WHAT YOU ARE ASKED TO DO:
Copy the lines from the one containing "[locate] small wooden" through the end of the entries, requests included, and multiply each x and y coordinate in the answers by 0.9, rounding to the nearest whole number with halves rounded up. Give only those lines.

GIVEN INFORMATION:
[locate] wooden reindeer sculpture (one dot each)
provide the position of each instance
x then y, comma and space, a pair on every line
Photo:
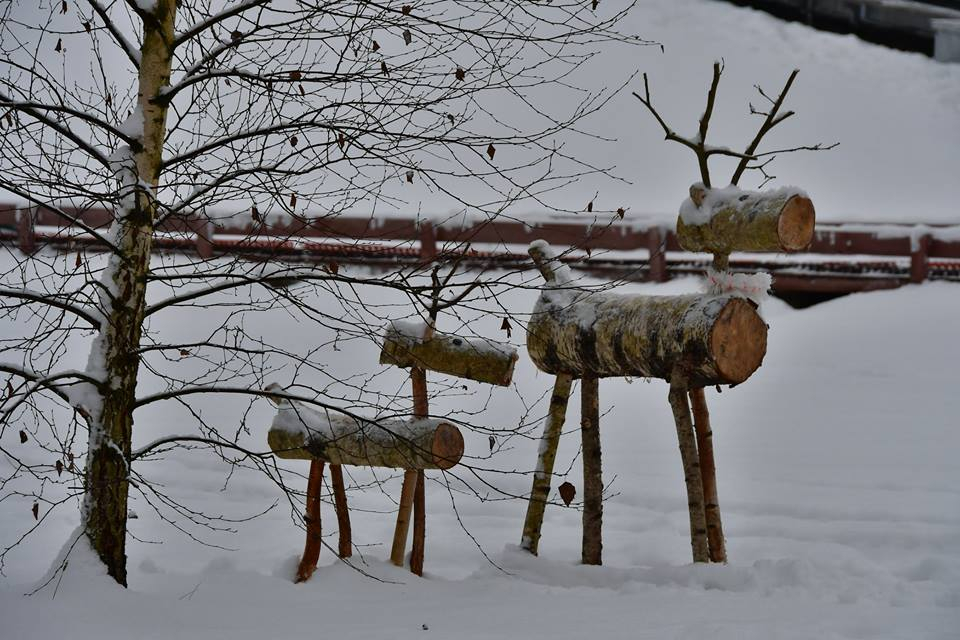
337, 438
690, 341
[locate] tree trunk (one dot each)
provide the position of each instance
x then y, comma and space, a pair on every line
592, 476
301, 433
311, 549
345, 546
718, 339
691, 468
780, 220
113, 355
547, 455
708, 474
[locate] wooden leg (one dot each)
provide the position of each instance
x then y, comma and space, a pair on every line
553, 425
311, 550
403, 517
419, 525
592, 477
708, 473
691, 468
345, 547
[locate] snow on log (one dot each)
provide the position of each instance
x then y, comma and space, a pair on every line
729, 219
716, 339
472, 358
299, 432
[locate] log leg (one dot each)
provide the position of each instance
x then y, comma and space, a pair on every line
553, 425
345, 547
403, 517
708, 474
311, 550
691, 468
419, 525
592, 477
421, 409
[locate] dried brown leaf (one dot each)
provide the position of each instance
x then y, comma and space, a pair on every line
567, 493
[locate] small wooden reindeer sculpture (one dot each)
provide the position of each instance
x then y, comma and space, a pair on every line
414, 445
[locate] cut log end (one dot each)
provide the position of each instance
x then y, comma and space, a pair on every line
447, 446
795, 224
738, 341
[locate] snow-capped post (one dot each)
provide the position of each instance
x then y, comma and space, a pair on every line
688, 340
420, 347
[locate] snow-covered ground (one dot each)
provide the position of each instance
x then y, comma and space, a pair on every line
837, 475
896, 116
836, 460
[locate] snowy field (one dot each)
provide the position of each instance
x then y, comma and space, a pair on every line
837, 464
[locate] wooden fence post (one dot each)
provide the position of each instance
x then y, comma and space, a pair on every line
204, 241
657, 247
918, 259
428, 241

SOLUTION TO THE PROBLEM:
[locate] small wooden reindeer sculpture (one dot each)
provide the position of each instance
x then y, comma and space, a pair on every line
373, 401
[locate] cut log end (one dot each)
provide the position of each instance
x then y, comma and space, a pair on every line
402, 401
716, 202
664, 307
[locate] snow-capped post (one dot each)
provide the position of each instance
x then y, comma and space, a pair on every line
619, 306
378, 312
[locate] snow-covered ground (one dot each)
provide the position of each instance
x then y, comma and space, a pair on every line
753, 428
806, 104
752, 414
[locate] snowy field (one dot each)
provide the position of each instance
x then y, comma and space, a pair on every line
753, 418
[locate] wooden fence post (one dot each)
provide the position of each instance
x then y, comma and space, a pair on every line
184, 217
591, 222
826, 233
385, 217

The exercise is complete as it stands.